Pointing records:

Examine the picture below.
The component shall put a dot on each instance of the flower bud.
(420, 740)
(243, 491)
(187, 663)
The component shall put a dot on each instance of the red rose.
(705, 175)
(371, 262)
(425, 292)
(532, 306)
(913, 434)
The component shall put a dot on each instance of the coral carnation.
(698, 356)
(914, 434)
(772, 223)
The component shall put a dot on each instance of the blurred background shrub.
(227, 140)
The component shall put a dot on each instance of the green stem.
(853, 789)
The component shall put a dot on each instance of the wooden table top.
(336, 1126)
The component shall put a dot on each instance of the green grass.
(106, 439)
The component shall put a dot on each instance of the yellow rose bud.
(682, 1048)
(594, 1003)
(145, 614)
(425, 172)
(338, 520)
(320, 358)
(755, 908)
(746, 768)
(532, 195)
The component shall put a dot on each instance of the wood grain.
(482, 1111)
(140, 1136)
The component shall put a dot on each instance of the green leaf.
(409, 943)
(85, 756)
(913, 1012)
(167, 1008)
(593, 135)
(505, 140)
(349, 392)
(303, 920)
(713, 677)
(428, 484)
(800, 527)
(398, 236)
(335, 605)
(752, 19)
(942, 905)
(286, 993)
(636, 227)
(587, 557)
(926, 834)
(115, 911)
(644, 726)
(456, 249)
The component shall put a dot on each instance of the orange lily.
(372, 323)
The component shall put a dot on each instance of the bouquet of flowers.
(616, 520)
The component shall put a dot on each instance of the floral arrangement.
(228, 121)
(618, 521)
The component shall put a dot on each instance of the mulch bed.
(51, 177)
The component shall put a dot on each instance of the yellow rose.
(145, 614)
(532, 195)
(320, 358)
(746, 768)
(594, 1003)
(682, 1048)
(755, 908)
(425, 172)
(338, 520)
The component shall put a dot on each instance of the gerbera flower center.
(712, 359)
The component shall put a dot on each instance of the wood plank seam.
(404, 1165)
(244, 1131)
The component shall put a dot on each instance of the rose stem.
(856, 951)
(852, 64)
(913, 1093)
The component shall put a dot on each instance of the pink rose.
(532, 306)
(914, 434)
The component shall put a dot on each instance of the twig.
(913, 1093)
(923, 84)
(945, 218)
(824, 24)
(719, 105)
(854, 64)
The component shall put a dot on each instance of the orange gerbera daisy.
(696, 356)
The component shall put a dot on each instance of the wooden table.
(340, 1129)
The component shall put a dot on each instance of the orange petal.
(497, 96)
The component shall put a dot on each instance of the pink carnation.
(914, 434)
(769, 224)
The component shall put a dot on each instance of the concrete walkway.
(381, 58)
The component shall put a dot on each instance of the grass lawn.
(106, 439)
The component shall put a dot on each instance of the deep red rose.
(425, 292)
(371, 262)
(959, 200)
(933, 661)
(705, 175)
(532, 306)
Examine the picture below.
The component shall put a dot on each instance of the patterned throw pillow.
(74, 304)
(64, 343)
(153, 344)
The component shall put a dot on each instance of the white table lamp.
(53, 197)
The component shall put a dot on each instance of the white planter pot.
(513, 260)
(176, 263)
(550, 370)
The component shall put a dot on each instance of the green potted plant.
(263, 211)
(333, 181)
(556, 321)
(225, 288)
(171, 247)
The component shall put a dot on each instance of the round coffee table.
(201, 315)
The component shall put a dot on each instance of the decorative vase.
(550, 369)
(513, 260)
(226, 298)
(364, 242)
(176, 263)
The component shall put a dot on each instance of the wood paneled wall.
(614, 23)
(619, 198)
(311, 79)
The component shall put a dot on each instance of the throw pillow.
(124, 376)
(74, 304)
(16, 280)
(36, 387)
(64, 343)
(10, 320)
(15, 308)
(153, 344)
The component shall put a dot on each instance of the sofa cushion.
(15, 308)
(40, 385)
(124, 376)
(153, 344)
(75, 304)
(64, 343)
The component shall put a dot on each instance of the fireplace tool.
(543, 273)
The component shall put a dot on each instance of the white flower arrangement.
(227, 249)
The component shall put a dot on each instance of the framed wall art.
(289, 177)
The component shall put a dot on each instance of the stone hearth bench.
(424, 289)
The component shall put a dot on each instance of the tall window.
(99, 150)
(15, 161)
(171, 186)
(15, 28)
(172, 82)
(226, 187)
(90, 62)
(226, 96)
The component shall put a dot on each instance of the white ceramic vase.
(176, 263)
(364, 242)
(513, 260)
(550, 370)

§ **Given task**: Copy all the pointing records above word for word, with nothing changed.

§ **Expected output**:
Examine the picture below.
The component shall put a dot on each instance of the flower bud.
(420, 740)
(243, 491)
(187, 663)
The component shall put a dot on each instance of the red rose.
(705, 175)
(371, 262)
(425, 292)
(532, 306)
(913, 434)
The component shall put a dot on each instance of the coral carnation.
(698, 356)
(914, 434)
(772, 223)
The component shall put a dot on each instance of the blurred background shrub.
(227, 140)
The component shall put a dot on each instance of the green stem.
(853, 789)
The component shall put a dot on each instance of the wooden table top.
(336, 1126)
The component shall put a dot on each instance of the green grass.
(106, 439)
The component shall put a dot on each instance of the yellow rose bud.
(682, 1048)
(594, 1003)
(145, 614)
(425, 172)
(338, 520)
(320, 358)
(755, 908)
(746, 768)
(532, 195)
The component shall put a dot on each instance of the wood grain.
(482, 1111)
(140, 1136)
The component shall put a dot on each instance of the green leaf.
(409, 943)
(85, 756)
(913, 1012)
(167, 1008)
(593, 135)
(505, 140)
(349, 392)
(303, 920)
(713, 677)
(428, 484)
(800, 527)
(398, 236)
(335, 605)
(752, 19)
(942, 905)
(286, 993)
(636, 227)
(587, 557)
(926, 834)
(115, 911)
(644, 726)
(456, 249)
The component shall put a dot on each instance of the orange lily.
(372, 323)
The component shall put a dot on each instance of the bouquet of flowers.
(616, 520)
The component shall put a dot on each instance of the floral arrangement.
(228, 121)
(618, 521)
The component shall put a dot on each instance of the mulch bed.
(51, 177)
The component shall put a dot on each instance of the yellow rose.
(145, 614)
(532, 195)
(320, 358)
(746, 768)
(594, 1003)
(682, 1048)
(755, 908)
(425, 172)
(338, 520)
The component shall put a dot on each instance of the gerbera flower center.
(712, 359)
The component shall put a dot on each instance of the wood plank seam.
(404, 1165)
(244, 1131)
The component shall put a dot on each instance of the rose stem.
(856, 951)
(852, 64)
(913, 1093)
The component shall put a dot on each instance of the pink rose.
(532, 306)
(914, 434)
The component shall put a dot on each instance of the twig.
(913, 1093)
(923, 84)
(945, 218)
(824, 24)
(719, 105)
(854, 64)
The component shall put a dot on each instance of the orange gerbera daisy.
(696, 356)
The component shall put a dot on each instance of the wooden table.
(340, 1129)
The component shall put a dot on each instance of the orange petal.
(497, 96)
The component shall put a dot on each instance of the pink carnation.
(914, 434)
(769, 224)
The component shall put a dot on each instance of the concrete walkway.
(381, 58)
The component shall put a dot on each instance of the grass lawn.
(106, 439)
The component shall put a dot on each instance of the deep red rose.
(425, 292)
(371, 262)
(959, 200)
(933, 661)
(705, 175)
(532, 306)
Examine the picture below.
The component shall put a dot on each instance of the patterned throw pillow.
(74, 304)
(64, 343)
(153, 344)
The component shall put a dot on each instance of the white table lamp.
(53, 197)
The component shall put a dot on each instance of the white planter pot.
(513, 260)
(176, 263)
(550, 370)
The component shall put a dot on each instance of the green potted plant.
(263, 211)
(333, 181)
(556, 321)
(225, 288)
(171, 247)
The component shall put a dot on each instance of the round coffee table.
(201, 315)
The component shall put a dot on each instance of the decorative vase.
(550, 369)
(513, 260)
(226, 298)
(364, 242)
(176, 263)
The component shall put a dot on each instance of the wood paneled wall.
(614, 23)
(619, 198)
(311, 79)
The component shall put a dot on each instance of the throw pillow.
(124, 376)
(74, 304)
(16, 280)
(36, 387)
(64, 343)
(10, 320)
(15, 308)
(153, 344)
The component shall put a dot on each instance of the sofa cushion.
(15, 308)
(40, 385)
(124, 376)
(153, 344)
(75, 304)
(64, 343)
The component shall put a dot on each instance of the fireplace tool.
(543, 273)
The component shall put a dot on each instance of the white flower arrangement.
(227, 249)
The component shall put a dot on each instance of the framed wall art.
(289, 177)
The component shall put a dot on each instance of the stone hearth bench.
(424, 289)
The component shall put a dot on each instance of the tall window.
(99, 150)
(15, 161)
(171, 186)
(15, 28)
(172, 82)
(226, 187)
(90, 62)
(226, 96)
The component shall put a dot on each instance of the white ceramic vase.
(176, 263)
(364, 242)
(513, 260)
(550, 370)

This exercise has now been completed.